● **Work order**: Lines below starting with the line with "column 262, row 242" and going on through the line with "column 276, row 372" must be output exactly; the rest of the records must be left out.

● **Extracted data**:
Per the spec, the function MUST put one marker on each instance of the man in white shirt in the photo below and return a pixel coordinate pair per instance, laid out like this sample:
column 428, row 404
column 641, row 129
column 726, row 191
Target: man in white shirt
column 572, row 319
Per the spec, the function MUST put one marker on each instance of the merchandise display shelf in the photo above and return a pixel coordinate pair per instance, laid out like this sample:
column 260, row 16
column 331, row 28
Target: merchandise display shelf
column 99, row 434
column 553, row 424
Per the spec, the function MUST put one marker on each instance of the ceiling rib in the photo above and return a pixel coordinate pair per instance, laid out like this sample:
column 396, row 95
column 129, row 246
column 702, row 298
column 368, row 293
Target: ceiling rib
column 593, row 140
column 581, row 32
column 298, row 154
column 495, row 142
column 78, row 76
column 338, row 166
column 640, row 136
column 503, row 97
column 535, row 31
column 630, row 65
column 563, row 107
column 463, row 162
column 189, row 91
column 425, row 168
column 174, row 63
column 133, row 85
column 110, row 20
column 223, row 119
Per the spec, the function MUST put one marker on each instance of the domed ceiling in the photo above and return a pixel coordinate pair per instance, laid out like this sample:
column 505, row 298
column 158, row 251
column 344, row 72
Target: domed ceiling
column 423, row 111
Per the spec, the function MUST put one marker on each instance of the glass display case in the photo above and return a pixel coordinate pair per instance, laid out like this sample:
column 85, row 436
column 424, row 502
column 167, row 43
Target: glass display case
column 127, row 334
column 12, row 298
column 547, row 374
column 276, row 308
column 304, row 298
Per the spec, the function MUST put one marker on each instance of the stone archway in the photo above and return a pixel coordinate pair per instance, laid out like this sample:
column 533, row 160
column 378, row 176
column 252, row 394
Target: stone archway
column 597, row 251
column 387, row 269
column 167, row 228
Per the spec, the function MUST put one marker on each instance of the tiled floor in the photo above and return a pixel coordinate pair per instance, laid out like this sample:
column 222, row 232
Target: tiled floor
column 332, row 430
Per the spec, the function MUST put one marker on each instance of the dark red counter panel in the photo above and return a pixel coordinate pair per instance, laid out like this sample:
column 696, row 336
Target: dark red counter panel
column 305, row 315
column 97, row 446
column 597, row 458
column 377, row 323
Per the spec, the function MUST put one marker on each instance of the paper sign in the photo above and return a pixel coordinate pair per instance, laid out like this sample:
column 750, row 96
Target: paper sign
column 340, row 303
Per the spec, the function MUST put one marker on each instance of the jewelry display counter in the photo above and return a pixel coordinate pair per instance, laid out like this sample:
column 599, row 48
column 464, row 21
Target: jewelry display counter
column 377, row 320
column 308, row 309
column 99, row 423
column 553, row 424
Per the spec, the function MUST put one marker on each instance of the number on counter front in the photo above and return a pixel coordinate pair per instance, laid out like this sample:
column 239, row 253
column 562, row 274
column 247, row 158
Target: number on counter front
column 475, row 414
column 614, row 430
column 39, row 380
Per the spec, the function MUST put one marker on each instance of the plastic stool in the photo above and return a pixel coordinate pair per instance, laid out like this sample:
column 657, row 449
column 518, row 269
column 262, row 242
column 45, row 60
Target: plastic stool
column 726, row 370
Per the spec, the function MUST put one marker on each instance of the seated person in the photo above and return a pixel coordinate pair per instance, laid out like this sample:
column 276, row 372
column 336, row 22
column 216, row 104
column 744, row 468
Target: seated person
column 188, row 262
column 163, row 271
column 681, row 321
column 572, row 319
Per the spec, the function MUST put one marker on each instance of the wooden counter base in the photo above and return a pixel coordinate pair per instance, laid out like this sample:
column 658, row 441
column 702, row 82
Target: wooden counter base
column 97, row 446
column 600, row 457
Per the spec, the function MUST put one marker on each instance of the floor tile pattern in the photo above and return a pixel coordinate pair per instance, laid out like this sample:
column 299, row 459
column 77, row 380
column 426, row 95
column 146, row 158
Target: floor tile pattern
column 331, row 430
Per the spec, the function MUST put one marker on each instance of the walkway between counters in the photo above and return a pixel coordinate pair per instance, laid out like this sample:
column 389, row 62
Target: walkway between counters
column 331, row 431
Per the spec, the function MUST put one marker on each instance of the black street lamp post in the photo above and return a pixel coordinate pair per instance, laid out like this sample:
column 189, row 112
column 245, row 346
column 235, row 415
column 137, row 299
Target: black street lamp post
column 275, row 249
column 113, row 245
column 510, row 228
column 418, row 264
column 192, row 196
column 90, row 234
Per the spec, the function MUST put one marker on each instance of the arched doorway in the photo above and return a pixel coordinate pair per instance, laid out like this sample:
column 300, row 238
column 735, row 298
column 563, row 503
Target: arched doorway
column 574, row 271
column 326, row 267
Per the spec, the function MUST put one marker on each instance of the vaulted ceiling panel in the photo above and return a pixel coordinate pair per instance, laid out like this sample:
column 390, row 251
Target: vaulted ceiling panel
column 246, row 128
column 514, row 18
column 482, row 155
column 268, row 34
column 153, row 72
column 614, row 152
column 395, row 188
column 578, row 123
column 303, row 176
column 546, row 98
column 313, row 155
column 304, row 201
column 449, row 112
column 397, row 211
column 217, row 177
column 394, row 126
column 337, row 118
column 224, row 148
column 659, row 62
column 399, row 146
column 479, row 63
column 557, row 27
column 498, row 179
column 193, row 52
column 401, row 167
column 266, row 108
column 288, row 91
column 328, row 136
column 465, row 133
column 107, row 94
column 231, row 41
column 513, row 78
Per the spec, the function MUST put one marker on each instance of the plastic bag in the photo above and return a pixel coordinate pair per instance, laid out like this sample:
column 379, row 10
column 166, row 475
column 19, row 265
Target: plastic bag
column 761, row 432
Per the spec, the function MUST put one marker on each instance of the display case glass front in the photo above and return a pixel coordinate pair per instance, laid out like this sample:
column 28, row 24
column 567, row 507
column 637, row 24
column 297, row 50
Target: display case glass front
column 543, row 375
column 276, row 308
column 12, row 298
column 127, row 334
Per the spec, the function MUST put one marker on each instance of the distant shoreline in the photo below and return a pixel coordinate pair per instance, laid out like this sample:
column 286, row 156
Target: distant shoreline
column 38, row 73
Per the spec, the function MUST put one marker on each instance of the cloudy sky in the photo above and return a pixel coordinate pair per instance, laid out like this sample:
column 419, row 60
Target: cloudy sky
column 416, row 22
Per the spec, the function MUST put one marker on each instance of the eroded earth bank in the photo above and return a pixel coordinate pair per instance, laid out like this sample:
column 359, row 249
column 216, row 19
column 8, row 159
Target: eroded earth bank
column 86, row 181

● **Exercise solution**:
column 262, row 242
column 45, row 60
Target: plastic stool
column 726, row 370
Per the spec, the function MUST put one marker on each instance of the seated person in the photo above and return a pixel coordinate pair per instance, laid out like this sample:
column 276, row 372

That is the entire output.